--- START OF PROVIDED PASSAGE ---
On 18 June 2007 ING announced that it had reached agreement to acquire full ownership of Landmark Investment Co Ltd, the twelfth largest asset manager in Korea. The purchase is subject to regulatory approval.
On 18 June 2007 ING announced that it had reached an agreement to acquire Oyak Bank, a top-ten Turkish Bank, for an amount of EUR 2.0 billion. The acquisition is subject to approval of the relevant authorities and is expected to occur in the second half of 2007.
On 29 June 2007 ING announced that it had reached agreement with P&V Verzekeringen to sell its Belgian Broker and Employee Benefits insurance business for EUR 750 million, resulting in a gain on disposal of approximately EUR 425 million. The sale is subject to regulatory review and the advice of the workers council and is expected in the second half of 2007.
On 27 July 2007 ING announced that it had reached agreement with Santander to acquire its Latin American pension businesses to further strengthen ING’s position in this fast growing market. The mandatory pension fund management companies (AFPs), which are located in Mexico, Chile, Colombia, and Uruguay will make ING the second largest pension fund manager in Latin America. The purchase is subject to various national regulatory approvals and is expected to be completed by the end of 2007 or in early 2008.
--- END OF PROVIDED PASSAGE ---
--- START OF DATA EXTRACT ---
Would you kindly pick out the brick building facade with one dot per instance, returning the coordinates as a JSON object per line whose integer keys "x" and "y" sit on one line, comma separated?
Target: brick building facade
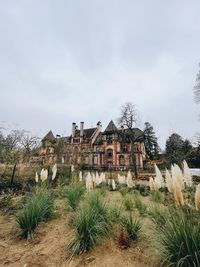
--- END OF DATA EXTRACT ---
WHAT THE TASK ASKS:
Can you rewrite the ING announcements text from "On 18 June 2007 ING announced that it had reached an" to "occur in the second half of 2007.", renaming "Oyak Bank" as "Oyakbank"? This material was taken from a different source.

SOLVED EXERCISE:
On 18 June 2007 ING announced that it had reached an agreement to acquire Oyakbank, a top-ten Turkish Bank, for an amount of EUR 2.0 billion. The acquisition is subject to approval of the relevant authorities and is expected to occur in the second half of 2007.